BRIEF :: Where a line in the entries below contains the word "plaster", it counts; give the total by itself.

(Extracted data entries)
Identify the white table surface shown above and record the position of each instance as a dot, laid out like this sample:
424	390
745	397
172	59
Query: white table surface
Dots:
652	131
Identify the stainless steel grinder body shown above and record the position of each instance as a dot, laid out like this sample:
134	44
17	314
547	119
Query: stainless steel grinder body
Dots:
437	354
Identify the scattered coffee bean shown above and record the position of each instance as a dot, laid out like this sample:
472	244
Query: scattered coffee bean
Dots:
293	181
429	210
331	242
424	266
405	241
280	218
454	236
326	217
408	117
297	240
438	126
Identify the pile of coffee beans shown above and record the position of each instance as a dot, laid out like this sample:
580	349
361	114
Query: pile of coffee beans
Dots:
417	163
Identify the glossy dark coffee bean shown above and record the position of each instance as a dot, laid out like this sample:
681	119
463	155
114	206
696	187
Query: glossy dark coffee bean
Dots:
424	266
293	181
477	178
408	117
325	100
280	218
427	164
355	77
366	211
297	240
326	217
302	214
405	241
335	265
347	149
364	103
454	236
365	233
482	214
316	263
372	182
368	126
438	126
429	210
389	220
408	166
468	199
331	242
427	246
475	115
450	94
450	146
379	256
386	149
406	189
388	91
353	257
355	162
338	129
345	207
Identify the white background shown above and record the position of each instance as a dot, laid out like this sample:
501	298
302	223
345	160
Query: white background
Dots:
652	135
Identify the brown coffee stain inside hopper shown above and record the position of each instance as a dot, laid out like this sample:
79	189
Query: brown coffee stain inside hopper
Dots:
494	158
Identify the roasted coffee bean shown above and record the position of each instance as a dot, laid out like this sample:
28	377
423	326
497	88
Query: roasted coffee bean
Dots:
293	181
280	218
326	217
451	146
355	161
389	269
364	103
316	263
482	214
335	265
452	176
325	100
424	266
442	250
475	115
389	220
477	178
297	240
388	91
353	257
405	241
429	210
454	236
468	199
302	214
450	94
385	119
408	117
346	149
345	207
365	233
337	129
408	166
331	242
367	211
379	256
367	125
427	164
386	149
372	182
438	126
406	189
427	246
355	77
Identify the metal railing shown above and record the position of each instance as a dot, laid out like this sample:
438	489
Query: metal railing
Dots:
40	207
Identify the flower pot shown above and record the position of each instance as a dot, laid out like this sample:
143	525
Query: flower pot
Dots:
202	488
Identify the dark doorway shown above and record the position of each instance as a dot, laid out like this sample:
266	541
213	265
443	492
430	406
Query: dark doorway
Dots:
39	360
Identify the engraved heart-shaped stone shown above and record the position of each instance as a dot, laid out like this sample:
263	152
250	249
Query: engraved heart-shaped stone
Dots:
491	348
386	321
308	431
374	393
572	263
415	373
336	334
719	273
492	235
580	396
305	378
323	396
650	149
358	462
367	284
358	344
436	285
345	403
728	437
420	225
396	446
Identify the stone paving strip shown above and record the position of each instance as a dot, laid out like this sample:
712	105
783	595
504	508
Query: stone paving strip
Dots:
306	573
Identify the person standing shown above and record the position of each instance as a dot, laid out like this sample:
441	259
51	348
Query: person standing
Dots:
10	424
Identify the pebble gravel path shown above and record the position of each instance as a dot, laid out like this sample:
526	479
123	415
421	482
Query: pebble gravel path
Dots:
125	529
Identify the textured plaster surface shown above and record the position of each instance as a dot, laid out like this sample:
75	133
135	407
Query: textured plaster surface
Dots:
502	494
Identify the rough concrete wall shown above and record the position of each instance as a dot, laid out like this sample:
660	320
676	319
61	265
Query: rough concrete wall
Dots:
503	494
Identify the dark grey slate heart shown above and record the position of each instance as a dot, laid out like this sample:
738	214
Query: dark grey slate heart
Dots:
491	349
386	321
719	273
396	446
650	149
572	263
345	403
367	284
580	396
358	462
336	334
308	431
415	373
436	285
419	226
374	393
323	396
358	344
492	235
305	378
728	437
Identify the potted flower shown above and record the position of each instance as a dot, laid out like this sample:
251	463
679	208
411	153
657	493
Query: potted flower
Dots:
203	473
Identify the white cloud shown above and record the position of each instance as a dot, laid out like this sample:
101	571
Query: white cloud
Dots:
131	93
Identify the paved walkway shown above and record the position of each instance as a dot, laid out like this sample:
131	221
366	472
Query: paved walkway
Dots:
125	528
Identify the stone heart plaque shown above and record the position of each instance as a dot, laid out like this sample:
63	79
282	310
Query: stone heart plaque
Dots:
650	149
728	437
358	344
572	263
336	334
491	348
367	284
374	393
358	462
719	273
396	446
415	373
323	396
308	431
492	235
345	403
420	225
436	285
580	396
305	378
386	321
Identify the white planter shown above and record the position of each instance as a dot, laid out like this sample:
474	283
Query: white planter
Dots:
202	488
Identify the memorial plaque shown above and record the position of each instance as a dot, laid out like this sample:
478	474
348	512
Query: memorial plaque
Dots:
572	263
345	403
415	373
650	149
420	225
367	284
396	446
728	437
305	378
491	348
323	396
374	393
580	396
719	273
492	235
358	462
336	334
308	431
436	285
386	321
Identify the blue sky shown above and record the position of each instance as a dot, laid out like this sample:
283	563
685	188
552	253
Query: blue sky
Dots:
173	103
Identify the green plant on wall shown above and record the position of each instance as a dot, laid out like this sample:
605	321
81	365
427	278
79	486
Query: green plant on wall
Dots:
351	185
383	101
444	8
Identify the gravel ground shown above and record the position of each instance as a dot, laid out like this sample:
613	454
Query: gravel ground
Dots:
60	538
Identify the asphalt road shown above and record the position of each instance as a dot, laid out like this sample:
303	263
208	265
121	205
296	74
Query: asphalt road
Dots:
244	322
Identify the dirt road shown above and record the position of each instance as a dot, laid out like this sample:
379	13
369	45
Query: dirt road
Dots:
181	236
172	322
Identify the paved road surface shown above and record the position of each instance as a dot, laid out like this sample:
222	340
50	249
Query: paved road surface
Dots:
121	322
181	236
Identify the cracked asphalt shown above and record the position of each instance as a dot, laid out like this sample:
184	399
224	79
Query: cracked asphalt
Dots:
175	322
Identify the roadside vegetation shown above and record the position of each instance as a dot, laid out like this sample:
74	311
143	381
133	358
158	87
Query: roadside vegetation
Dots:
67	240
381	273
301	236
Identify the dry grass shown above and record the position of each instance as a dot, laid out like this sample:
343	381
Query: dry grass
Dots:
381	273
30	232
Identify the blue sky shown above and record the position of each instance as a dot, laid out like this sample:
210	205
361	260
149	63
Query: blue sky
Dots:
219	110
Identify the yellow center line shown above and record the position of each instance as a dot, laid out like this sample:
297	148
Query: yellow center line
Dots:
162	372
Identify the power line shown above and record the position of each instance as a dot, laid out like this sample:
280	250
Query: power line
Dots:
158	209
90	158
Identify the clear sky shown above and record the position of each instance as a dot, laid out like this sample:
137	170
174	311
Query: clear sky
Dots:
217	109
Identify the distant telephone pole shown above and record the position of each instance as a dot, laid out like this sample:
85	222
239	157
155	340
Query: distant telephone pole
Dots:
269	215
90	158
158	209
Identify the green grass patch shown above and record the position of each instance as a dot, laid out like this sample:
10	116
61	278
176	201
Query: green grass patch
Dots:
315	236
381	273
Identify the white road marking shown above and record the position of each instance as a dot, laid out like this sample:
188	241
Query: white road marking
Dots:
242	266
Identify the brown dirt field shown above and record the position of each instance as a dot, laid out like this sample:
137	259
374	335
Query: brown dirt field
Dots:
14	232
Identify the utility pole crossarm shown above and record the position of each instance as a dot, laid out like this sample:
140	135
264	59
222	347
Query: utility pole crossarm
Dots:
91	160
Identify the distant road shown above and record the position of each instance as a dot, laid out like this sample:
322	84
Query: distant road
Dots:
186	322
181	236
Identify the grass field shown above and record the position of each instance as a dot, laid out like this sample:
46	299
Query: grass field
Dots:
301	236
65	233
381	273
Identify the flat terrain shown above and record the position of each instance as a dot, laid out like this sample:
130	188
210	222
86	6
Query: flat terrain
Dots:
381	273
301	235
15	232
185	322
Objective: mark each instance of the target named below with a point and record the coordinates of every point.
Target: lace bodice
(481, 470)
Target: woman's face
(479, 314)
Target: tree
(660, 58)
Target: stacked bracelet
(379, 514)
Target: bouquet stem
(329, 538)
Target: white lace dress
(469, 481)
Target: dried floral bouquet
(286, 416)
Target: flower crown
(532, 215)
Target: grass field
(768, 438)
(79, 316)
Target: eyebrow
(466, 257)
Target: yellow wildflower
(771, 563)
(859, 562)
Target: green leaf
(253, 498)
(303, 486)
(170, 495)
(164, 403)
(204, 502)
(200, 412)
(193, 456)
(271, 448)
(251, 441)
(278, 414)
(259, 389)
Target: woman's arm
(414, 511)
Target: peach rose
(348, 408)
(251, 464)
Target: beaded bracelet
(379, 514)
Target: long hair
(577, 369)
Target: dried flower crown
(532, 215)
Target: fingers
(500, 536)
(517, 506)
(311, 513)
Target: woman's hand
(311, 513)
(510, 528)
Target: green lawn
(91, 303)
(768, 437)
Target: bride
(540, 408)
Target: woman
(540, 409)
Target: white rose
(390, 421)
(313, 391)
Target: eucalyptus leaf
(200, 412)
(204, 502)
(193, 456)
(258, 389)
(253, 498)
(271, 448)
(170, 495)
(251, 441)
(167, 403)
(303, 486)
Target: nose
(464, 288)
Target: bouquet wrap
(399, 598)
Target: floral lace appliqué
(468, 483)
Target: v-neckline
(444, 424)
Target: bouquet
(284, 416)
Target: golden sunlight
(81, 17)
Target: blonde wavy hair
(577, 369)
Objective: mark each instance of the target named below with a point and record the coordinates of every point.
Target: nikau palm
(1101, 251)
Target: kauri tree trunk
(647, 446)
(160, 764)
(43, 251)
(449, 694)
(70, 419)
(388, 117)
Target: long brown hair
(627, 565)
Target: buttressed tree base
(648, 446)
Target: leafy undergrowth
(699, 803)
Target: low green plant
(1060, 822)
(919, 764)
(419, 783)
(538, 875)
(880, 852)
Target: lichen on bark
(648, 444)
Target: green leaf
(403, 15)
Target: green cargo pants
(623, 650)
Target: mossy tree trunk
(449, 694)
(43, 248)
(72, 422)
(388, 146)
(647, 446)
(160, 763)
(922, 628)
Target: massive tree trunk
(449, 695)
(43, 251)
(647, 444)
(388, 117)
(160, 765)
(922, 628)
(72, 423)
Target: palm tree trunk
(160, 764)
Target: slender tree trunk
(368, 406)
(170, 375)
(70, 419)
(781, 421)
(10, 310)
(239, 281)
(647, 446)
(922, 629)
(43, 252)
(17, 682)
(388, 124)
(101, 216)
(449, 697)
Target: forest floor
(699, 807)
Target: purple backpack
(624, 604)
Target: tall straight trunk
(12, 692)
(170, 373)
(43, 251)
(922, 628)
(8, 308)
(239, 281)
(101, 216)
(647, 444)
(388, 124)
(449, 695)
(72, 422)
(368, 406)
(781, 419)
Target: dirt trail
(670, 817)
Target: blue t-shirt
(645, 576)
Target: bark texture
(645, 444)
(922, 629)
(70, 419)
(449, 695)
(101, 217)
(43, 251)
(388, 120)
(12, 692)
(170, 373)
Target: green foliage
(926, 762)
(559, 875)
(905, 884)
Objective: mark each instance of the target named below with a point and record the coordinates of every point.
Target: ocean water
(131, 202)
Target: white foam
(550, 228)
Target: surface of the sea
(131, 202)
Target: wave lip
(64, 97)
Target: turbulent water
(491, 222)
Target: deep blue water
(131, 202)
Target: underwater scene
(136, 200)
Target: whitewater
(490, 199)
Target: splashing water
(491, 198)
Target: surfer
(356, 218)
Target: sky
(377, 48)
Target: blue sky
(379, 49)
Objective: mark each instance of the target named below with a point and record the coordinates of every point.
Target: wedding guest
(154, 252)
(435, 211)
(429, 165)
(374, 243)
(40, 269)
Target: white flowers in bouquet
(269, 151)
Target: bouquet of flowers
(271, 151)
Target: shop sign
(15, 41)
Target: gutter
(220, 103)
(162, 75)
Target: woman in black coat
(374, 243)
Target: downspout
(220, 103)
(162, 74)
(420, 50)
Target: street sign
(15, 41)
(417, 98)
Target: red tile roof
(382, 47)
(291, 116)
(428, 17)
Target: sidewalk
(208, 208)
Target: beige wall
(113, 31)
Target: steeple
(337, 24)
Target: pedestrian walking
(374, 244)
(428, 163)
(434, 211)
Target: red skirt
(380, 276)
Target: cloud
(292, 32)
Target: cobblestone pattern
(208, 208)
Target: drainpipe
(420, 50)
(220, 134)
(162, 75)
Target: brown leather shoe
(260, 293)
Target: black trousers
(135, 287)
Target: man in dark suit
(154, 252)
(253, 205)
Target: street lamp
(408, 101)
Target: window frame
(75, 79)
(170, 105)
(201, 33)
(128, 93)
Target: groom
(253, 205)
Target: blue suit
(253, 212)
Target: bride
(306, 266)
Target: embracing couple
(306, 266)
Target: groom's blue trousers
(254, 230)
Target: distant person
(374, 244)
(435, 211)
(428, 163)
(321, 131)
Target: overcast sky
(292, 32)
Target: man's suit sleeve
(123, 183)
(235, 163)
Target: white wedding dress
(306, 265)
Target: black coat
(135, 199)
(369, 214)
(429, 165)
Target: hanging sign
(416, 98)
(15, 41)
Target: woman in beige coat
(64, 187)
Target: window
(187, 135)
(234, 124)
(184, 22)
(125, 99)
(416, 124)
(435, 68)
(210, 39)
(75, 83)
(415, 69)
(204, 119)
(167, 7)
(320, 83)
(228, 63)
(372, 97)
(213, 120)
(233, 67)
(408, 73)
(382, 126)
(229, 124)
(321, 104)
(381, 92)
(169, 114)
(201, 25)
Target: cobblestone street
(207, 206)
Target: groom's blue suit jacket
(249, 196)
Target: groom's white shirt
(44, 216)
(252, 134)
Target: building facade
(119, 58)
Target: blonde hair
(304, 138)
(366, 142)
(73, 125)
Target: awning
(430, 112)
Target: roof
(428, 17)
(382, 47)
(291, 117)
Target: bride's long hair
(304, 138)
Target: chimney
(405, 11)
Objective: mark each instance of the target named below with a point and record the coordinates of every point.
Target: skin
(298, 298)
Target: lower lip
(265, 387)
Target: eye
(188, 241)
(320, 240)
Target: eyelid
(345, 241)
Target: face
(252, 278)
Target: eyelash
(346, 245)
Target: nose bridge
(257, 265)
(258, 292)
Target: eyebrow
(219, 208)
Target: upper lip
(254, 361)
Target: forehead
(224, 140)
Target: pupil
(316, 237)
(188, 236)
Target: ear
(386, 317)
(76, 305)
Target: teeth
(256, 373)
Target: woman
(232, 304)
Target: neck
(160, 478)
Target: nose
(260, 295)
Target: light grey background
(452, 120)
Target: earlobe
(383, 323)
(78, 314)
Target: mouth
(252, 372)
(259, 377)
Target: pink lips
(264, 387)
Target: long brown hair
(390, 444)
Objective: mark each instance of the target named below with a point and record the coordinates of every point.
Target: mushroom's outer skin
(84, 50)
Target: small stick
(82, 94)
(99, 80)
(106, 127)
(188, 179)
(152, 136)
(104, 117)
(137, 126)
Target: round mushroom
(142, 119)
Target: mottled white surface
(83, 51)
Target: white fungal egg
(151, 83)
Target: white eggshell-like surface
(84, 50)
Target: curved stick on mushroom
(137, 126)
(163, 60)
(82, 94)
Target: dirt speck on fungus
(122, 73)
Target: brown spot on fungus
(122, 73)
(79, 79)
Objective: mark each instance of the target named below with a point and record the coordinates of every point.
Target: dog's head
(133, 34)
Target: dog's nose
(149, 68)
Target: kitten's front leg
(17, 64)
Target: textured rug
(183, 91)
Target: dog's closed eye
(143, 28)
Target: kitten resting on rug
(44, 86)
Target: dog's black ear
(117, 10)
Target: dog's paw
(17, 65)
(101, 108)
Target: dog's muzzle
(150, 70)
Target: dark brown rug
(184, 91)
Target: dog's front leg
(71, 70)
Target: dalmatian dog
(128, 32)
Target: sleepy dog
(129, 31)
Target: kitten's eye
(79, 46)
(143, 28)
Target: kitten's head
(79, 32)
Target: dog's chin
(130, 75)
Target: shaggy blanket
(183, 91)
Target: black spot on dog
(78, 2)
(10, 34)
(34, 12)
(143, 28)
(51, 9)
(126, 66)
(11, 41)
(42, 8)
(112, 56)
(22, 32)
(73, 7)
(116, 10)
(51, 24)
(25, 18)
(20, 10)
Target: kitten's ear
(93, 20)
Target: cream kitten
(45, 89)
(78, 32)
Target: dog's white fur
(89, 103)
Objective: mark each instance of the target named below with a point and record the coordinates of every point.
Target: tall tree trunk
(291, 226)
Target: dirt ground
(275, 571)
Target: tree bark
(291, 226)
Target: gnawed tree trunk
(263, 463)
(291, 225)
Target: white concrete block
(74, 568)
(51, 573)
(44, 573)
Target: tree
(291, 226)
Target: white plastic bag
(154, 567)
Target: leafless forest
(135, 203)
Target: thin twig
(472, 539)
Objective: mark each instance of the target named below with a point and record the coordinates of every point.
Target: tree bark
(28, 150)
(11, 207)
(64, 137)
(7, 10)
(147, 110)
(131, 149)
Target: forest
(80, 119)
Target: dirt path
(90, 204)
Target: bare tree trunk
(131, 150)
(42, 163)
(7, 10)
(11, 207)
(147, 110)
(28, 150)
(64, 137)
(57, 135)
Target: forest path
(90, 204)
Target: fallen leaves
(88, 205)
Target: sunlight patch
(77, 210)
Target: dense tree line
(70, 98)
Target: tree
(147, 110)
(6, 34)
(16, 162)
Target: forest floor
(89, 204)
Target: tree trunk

WRITTEN ANSWER :: 2